EXERCISE OBJECTIVE:
Below are some records. Reproduce them exactly from their first line through the line with "left=42, top=131, right=582, bottom=194", inclusive.

Text-to-region grounding data:
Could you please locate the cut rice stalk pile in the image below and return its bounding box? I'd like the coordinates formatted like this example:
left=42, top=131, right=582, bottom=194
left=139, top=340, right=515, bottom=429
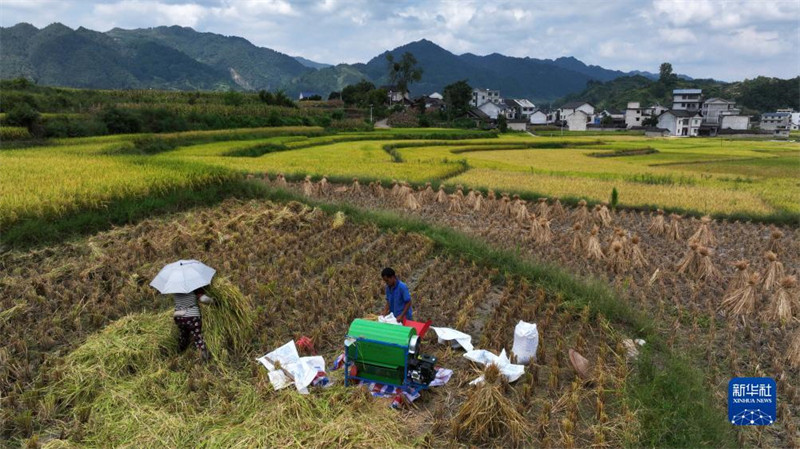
left=41, top=311, right=421, bottom=449
left=204, top=277, right=256, bottom=361
left=451, top=364, right=529, bottom=447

EXERCISE RESULT:
Could you please locate the cut rice stalk pile in the image below and return its bounding box? I'd like the coordinates formatted like this example:
left=42, top=131, right=582, bottom=194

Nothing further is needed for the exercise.